--- BEGIN Stored rows ---
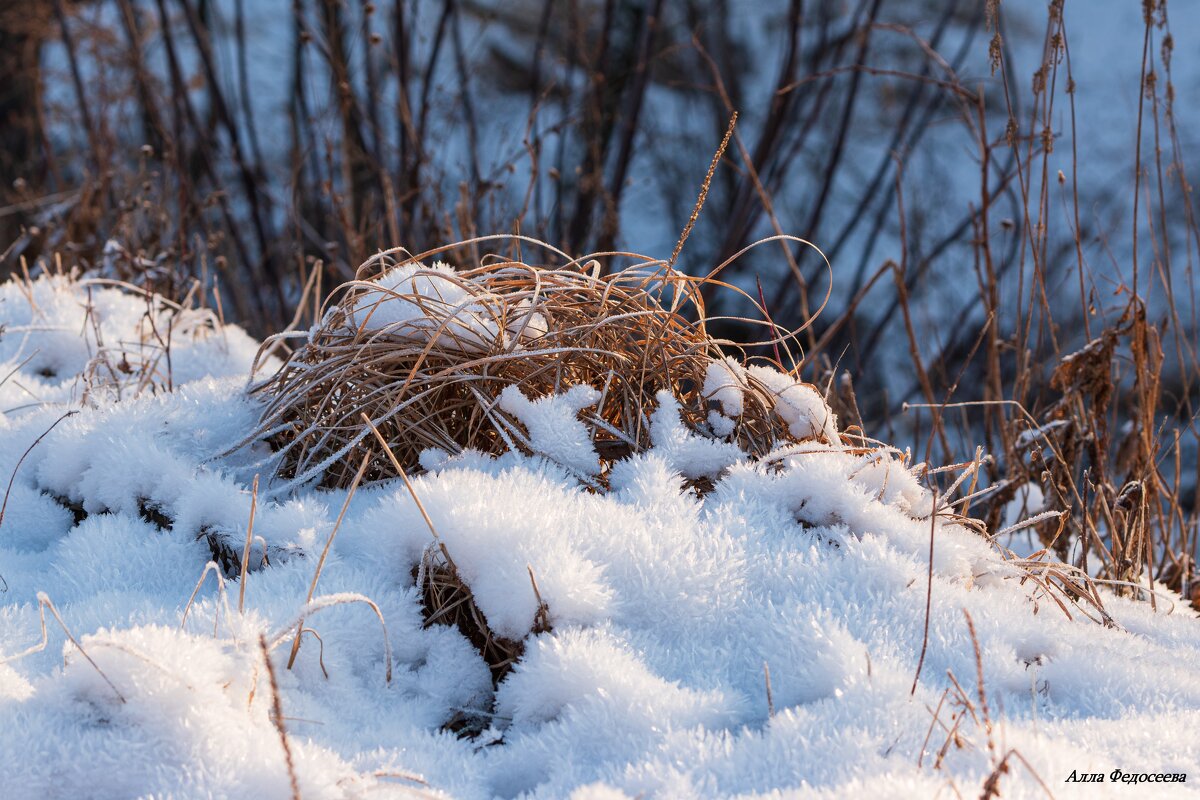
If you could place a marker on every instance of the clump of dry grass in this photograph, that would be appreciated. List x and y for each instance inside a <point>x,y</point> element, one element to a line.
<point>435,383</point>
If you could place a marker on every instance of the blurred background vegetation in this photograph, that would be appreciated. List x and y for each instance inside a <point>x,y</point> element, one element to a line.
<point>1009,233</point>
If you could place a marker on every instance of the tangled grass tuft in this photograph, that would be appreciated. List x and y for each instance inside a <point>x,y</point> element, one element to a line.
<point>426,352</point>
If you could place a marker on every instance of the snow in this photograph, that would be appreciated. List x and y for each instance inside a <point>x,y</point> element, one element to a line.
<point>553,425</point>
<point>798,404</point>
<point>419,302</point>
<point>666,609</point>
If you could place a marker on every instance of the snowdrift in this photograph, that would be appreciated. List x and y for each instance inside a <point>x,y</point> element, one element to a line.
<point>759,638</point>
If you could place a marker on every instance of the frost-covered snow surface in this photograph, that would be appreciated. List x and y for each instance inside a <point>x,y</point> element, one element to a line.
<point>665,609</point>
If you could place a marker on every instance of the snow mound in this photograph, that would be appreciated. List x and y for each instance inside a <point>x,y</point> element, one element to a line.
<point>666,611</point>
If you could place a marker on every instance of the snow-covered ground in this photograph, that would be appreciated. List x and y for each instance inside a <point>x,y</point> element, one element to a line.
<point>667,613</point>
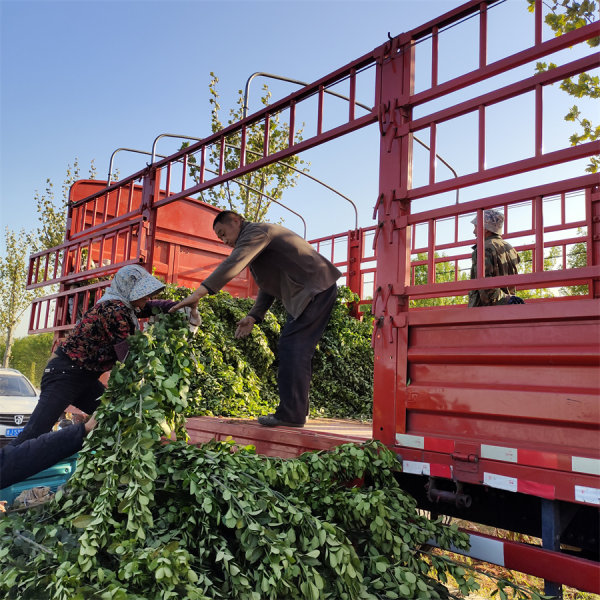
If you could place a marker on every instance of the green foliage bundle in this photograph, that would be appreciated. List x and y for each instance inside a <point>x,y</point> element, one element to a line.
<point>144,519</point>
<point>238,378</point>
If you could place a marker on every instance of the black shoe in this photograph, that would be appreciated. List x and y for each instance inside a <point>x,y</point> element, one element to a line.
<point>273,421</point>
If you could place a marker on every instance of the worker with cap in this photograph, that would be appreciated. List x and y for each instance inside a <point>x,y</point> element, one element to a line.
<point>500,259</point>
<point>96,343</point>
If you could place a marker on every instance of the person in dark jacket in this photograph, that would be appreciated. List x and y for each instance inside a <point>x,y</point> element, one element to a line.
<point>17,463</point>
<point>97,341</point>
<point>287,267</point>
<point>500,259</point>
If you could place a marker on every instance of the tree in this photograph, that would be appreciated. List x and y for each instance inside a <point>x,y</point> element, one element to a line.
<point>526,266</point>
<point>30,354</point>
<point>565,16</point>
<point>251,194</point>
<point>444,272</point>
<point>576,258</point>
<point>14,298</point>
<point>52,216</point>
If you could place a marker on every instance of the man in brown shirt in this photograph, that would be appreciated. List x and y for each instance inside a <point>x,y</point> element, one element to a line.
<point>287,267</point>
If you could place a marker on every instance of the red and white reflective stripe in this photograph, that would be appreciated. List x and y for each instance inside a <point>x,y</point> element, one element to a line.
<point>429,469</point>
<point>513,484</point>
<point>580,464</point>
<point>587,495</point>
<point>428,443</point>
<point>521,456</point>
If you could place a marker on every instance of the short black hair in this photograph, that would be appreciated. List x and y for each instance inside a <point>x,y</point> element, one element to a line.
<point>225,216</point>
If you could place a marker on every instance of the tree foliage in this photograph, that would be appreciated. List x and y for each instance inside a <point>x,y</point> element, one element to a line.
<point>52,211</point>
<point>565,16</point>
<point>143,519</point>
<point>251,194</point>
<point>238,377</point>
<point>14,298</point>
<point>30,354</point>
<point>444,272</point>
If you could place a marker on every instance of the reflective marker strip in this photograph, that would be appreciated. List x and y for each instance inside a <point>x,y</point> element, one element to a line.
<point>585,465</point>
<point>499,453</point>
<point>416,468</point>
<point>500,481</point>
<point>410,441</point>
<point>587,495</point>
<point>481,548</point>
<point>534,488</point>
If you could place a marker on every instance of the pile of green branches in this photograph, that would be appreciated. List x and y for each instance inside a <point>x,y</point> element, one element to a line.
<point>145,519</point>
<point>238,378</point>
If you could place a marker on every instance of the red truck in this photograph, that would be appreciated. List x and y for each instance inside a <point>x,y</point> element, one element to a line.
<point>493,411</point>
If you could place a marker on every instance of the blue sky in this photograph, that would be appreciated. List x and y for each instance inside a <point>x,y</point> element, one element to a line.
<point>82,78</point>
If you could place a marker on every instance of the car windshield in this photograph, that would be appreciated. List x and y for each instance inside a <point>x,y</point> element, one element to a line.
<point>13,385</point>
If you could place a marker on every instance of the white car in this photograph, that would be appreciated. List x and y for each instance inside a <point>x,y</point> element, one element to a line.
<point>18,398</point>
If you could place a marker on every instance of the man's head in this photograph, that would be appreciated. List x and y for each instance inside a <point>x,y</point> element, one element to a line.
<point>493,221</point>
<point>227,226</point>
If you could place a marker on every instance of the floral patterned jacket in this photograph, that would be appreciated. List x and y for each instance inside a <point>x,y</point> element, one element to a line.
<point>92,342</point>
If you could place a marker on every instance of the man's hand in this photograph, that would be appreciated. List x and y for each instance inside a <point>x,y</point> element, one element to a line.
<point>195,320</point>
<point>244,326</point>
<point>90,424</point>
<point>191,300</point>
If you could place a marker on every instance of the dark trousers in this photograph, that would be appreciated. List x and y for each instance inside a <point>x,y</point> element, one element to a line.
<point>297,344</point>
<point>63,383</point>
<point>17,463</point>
--- END Stored rows ---
### What is asked
Offset every coordinate in the answers by -117 and write the lines out again with their requests, starting at the beginning of the lines and ending at the line that contains "<point>1009,233</point>". Leave the pictures out of your answer.

### Reply to the task
If you could place a marker on every instance of the clump of dry grass in this photograph, that would be appreciated. List x and y for each instance inside a <point>x,y</point> element, one element to a line.
<point>318,266</point>
If you could place a marker on every instance of the blurred background vegetation in this photograph, that would be appreciated. List x and y for each instance inside a <point>x,y</point> element, one element to a line.
<point>892,116</point>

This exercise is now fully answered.